→ DATA FOR PROCESSING:
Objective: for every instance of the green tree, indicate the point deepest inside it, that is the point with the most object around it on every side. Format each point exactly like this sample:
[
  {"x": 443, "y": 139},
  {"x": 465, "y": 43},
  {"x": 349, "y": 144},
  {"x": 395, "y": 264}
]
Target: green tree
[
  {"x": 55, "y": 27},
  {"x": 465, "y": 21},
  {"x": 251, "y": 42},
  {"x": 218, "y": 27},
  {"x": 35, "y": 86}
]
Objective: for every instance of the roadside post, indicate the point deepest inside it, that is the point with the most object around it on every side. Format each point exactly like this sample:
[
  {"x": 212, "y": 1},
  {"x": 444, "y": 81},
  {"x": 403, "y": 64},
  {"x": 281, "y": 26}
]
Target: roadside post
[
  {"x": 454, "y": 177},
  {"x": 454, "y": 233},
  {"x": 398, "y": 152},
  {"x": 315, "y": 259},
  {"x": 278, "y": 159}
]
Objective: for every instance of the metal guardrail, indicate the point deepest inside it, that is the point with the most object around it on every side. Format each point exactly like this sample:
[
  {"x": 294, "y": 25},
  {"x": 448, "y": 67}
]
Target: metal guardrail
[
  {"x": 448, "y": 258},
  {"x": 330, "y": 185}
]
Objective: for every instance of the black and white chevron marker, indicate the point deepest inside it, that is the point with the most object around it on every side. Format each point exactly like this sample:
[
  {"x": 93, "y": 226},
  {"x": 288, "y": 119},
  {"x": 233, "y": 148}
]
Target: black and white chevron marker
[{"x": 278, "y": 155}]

* * *

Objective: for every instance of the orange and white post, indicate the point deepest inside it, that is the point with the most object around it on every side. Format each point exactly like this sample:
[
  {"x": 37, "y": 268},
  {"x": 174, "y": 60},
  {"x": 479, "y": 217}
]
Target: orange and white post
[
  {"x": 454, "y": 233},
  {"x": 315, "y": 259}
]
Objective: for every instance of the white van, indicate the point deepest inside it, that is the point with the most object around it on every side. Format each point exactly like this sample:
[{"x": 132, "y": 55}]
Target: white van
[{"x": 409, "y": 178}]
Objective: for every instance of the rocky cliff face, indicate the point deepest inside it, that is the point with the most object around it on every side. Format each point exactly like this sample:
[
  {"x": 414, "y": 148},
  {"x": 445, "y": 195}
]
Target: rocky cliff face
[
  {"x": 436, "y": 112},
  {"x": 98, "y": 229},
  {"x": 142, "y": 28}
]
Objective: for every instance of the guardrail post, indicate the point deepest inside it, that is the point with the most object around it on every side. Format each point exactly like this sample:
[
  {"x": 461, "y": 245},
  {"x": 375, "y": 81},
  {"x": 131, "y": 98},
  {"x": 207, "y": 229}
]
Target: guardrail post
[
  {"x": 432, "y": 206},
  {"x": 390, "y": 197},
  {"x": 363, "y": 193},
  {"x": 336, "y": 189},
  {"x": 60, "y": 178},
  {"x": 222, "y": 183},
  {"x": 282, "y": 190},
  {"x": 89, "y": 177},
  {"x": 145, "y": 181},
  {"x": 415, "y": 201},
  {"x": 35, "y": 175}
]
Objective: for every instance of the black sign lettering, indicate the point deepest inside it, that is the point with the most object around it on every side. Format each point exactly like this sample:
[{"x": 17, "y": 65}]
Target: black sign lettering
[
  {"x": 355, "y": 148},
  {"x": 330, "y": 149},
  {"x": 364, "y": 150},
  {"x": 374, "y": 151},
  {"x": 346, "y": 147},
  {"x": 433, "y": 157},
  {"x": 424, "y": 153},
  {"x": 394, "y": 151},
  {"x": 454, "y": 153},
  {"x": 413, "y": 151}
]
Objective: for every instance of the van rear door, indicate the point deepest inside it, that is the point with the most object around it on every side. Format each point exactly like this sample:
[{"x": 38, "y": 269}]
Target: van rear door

→ YOUR ASSIGNMENT: Tally how many lines of the records hold the word "door". Answer with the number only.

→ SOLUTION TO THIS PROBLEM: 2